[DATASET CONTENT]
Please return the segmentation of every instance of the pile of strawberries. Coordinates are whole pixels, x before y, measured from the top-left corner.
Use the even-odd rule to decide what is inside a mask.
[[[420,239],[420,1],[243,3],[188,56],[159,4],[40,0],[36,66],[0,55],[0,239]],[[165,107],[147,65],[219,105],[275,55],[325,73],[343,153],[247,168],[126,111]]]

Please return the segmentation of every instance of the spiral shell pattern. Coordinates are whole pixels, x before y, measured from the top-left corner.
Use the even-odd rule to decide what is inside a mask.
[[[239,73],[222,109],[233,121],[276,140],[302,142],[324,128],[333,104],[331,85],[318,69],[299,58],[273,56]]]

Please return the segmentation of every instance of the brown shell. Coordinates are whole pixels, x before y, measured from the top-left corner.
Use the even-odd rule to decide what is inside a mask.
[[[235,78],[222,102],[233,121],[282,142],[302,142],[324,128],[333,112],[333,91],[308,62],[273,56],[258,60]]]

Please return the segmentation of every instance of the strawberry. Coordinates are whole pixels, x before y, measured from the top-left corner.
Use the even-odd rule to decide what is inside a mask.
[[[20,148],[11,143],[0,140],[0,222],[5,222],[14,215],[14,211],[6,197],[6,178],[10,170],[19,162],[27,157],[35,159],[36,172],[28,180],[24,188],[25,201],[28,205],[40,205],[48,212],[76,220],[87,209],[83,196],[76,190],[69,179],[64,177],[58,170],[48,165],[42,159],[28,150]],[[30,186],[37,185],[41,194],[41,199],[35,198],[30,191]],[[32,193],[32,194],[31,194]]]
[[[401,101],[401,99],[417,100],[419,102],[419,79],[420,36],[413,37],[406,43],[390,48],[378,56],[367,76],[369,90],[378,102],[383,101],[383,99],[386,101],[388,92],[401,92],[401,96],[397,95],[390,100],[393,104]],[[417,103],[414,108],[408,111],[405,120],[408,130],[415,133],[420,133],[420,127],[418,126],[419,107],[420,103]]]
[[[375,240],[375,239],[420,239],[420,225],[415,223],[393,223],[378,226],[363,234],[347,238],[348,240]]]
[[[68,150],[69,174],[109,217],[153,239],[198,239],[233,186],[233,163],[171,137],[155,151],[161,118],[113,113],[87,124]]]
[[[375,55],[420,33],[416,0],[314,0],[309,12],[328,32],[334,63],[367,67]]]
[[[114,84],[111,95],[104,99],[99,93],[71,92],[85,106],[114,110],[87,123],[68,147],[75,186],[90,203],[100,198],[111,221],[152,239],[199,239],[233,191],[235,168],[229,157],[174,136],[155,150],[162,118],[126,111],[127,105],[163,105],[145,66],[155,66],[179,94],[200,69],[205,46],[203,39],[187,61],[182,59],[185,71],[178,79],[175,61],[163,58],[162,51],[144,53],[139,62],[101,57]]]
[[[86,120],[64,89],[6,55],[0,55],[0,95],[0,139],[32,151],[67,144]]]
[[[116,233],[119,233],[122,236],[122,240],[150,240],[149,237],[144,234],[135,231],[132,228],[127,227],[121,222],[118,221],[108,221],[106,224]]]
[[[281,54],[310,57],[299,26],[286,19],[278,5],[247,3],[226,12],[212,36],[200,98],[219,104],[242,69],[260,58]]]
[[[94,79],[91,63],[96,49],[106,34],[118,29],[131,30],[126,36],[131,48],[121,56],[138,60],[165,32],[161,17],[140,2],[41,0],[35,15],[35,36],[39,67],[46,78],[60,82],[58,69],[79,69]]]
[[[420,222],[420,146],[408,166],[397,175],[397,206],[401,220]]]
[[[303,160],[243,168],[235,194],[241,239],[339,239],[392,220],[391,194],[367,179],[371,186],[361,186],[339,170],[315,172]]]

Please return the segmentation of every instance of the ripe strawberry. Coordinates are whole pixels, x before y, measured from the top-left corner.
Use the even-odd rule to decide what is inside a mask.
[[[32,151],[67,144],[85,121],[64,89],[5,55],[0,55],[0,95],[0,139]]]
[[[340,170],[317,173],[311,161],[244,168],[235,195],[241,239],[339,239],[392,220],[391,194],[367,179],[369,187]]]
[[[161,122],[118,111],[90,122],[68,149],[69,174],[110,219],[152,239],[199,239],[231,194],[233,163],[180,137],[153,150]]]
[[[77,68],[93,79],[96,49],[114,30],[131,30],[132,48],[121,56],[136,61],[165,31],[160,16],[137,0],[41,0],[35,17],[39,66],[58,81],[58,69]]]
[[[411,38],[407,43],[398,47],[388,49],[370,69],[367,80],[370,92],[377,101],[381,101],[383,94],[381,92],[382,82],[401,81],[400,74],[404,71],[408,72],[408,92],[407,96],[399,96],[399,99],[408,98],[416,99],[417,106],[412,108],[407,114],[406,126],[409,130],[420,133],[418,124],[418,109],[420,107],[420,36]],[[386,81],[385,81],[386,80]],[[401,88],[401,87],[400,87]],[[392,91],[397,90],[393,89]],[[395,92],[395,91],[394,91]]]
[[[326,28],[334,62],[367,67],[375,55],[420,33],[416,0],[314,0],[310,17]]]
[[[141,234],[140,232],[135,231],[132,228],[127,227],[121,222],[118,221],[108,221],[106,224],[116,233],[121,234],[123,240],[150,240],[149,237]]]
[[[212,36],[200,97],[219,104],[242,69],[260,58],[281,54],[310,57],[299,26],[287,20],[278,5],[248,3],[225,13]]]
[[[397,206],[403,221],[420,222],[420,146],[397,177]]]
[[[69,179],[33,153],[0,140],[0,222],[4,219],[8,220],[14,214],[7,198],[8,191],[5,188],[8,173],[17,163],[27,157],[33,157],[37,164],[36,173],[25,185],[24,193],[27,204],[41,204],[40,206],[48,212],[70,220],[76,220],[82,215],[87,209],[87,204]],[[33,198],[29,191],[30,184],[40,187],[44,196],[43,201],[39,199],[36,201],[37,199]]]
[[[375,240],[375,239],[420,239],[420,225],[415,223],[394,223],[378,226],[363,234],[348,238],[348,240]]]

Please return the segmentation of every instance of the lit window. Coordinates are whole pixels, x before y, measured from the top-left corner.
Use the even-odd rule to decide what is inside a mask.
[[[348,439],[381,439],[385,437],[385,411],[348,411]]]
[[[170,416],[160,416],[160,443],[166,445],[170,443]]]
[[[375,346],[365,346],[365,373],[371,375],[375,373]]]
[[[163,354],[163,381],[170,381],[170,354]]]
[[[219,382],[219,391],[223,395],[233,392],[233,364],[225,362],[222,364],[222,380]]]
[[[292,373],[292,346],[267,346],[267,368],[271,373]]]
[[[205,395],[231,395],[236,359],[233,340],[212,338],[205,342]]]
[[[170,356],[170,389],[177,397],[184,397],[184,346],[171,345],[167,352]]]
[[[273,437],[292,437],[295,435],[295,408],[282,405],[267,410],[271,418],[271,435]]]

[THE PROBLEM] The answer should be an exact copy of the data.

[FINAL ANSWER]
Please return the segmentation of every instance of the pile of strawberries. Coordinates are whole pixels, x before y, measured from the top-left corner.
Use the even-odd rule to decide what is inside a mask.
[[[420,239],[420,1],[243,3],[188,56],[159,4],[40,0],[36,66],[0,55],[0,239]],[[165,107],[147,65],[219,105],[275,55],[325,73],[343,153],[247,168],[126,111]]]

Please return the segmentation of every instance of the spiral shell pattern. Coordinates are whole pixels, x before y, measured from the top-left corner.
Use the even-odd rule to decide what is inside a mask.
[[[239,73],[222,109],[233,121],[276,140],[302,142],[324,128],[333,104],[331,85],[318,69],[299,58],[273,56]]]

Please return the segmentation of every instance of the brown shell. Coordinates are whole pixels, x before y, measured from the top-left corner.
Use the even-odd rule to decide what is inside a mask.
[[[235,78],[222,102],[233,121],[282,142],[302,142],[324,128],[333,112],[333,91],[308,62],[273,56],[258,60]]]

Please return the segmentation of every instance of the strawberry. Coordinates are whole pixels, x before y, measured from the top-left corner.
Use the even-odd rule to decide what is inside a mask.
[[[20,148],[11,143],[0,140],[0,222],[5,222],[14,215],[14,211],[6,197],[6,178],[10,170],[19,162],[27,157],[35,159],[36,172],[28,180],[24,188],[25,201],[28,205],[40,205],[48,212],[76,220],[87,209],[83,196],[76,190],[69,179],[64,177],[58,170],[48,165],[42,159],[28,150]],[[30,186],[37,185],[41,194],[41,199],[35,198],[30,191]],[[32,193],[32,194],[31,194]]]
[[[401,101],[401,99],[417,100],[419,102],[419,79],[420,36],[413,37],[406,43],[390,48],[378,56],[367,76],[369,90],[378,102],[383,101],[383,99],[386,101],[388,92],[401,92],[401,96],[397,95],[390,100],[393,104]],[[417,103],[414,108],[408,111],[405,120],[408,130],[415,133],[420,133],[420,127],[418,126],[419,107],[420,103]]]
[[[375,240],[375,239],[420,239],[420,225],[415,223],[393,223],[378,226],[363,234],[347,238],[348,240]]]
[[[68,150],[69,174],[109,217],[153,239],[198,239],[233,186],[233,163],[171,137],[155,151],[161,118],[113,113],[87,124]]]
[[[375,55],[420,33],[416,0],[314,0],[309,12],[328,32],[334,63],[367,67]]]
[[[114,84],[111,95],[104,99],[99,93],[71,92],[85,106],[114,110],[87,123],[68,147],[75,186],[90,203],[100,198],[111,221],[152,239],[199,239],[233,191],[235,168],[229,157],[174,136],[155,150],[162,118],[126,111],[127,105],[163,105],[145,66],[155,66],[179,94],[200,69],[205,46],[203,39],[187,61],[182,59],[185,71],[178,79],[175,61],[163,58],[162,51],[144,53],[139,62],[101,57]]]
[[[86,120],[64,89],[6,55],[0,55],[0,95],[0,139],[32,151],[67,144]]]
[[[116,233],[119,233],[122,236],[122,240],[150,240],[149,237],[144,234],[135,231],[132,228],[127,227],[121,222],[118,221],[108,221],[106,224]]]
[[[281,54],[310,57],[299,26],[286,19],[278,5],[247,3],[226,12],[212,36],[200,98],[219,104],[242,69],[260,58]]]
[[[94,79],[91,63],[96,49],[106,34],[118,29],[131,30],[126,36],[131,48],[121,56],[138,60],[165,32],[161,17],[140,2],[41,0],[35,15],[35,36],[39,67],[46,78],[60,82],[58,69],[79,69]]]
[[[420,222],[420,146],[408,166],[397,175],[397,206],[401,220]]]
[[[303,160],[243,168],[235,194],[241,239],[339,239],[392,220],[391,194],[367,179],[371,186],[361,186],[339,170],[315,172]]]

Please return the segmentation of every instance of the ripe strawberry. Coordinates are whole pixels, x before y, measured from the top-left corner.
Use the even-odd rule to decide what is inside a mask.
[[[32,151],[67,144],[85,121],[64,89],[5,55],[0,55],[0,95],[0,139]]]
[[[340,170],[317,173],[311,161],[244,168],[235,195],[241,239],[339,239],[392,220],[391,194],[367,179],[369,187]]]
[[[161,122],[118,111],[90,122],[68,149],[69,174],[110,219],[152,239],[199,239],[231,194],[233,163],[180,137],[153,150]]]
[[[77,68],[93,79],[96,49],[114,30],[131,30],[132,48],[121,56],[136,61],[165,31],[160,16],[137,0],[41,0],[35,17],[39,66],[58,81],[58,69]]]
[[[411,38],[407,43],[398,47],[388,49],[370,69],[367,80],[370,92],[377,101],[381,101],[383,94],[381,92],[382,82],[401,81],[400,74],[404,71],[408,72],[408,92],[407,96],[399,96],[399,99],[408,98],[416,99],[417,106],[412,108],[407,114],[406,126],[409,130],[420,133],[418,124],[418,109],[420,107],[420,36]],[[386,81],[385,81],[386,80]],[[401,88],[401,87],[400,87]],[[392,91],[397,90],[393,89]],[[395,92],[395,91],[394,91]]]
[[[326,28],[334,62],[367,67],[375,55],[420,33],[416,0],[314,0],[310,17]]]
[[[141,234],[140,232],[135,231],[132,228],[127,227],[121,222],[118,221],[108,221],[106,224],[116,233],[121,234],[123,240],[150,240],[149,237]]]
[[[212,36],[200,97],[219,104],[242,69],[260,58],[281,54],[310,57],[299,26],[287,20],[278,5],[248,3],[225,13]]]
[[[397,206],[403,221],[420,222],[420,146],[397,177]]]
[[[69,179],[33,153],[0,140],[0,222],[4,219],[8,220],[14,214],[7,198],[8,191],[5,188],[8,173],[17,163],[27,157],[33,157],[37,164],[36,173],[25,185],[24,193],[27,204],[41,204],[40,206],[48,212],[70,220],[76,220],[82,215],[87,209],[87,204]],[[33,198],[29,191],[30,184],[40,187],[44,196],[43,201],[39,199],[36,201],[37,199]]]
[[[375,240],[375,239],[420,239],[420,225],[415,223],[394,223],[378,226],[363,234],[348,238],[348,240]]]

Please return the segmentation of every instance of the lit window. Coordinates are whole pixels, x before y, measured from the top-left corner.
Use the even-odd rule to decide what is inside a mask.
[[[348,439],[381,439],[385,437],[385,411],[348,411]]]
[[[170,416],[160,416],[160,443],[166,445],[170,443]]]
[[[375,346],[365,346],[365,373],[371,375],[375,373]]]
[[[163,354],[163,381],[170,381],[170,354]]]
[[[219,382],[219,391],[223,395],[233,392],[233,364],[225,362],[222,364],[222,380]]]
[[[292,373],[292,346],[267,346],[267,368],[271,373]]]
[[[205,395],[231,395],[236,359],[233,340],[212,338],[205,342]]]
[[[170,356],[170,389],[177,397],[184,397],[184,346],[171,345],[167,352]]]
[[[273,437],[292,437],[295,435],[295,408],[282,405],[267,410],[271,418],[271,435]]]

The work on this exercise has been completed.